### Information
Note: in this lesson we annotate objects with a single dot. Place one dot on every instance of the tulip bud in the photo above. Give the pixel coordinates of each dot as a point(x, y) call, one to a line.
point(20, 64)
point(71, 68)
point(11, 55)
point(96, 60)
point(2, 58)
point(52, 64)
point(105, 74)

### Problem
Write out, please, all of the material above exactly as written.

### Reply to the exercise
Note: in this lesson we annotate objects with a single dot. Place one dot on every instance of the tulip bud in the photo above. Give the pixel coordinates of each dot as a point(x, y) call, one to a line.
point(20, 64)
point(71, 68)
point(11, 55)
point(96, 60)
point(2, 58)
point(52, 64)
point(105, 74)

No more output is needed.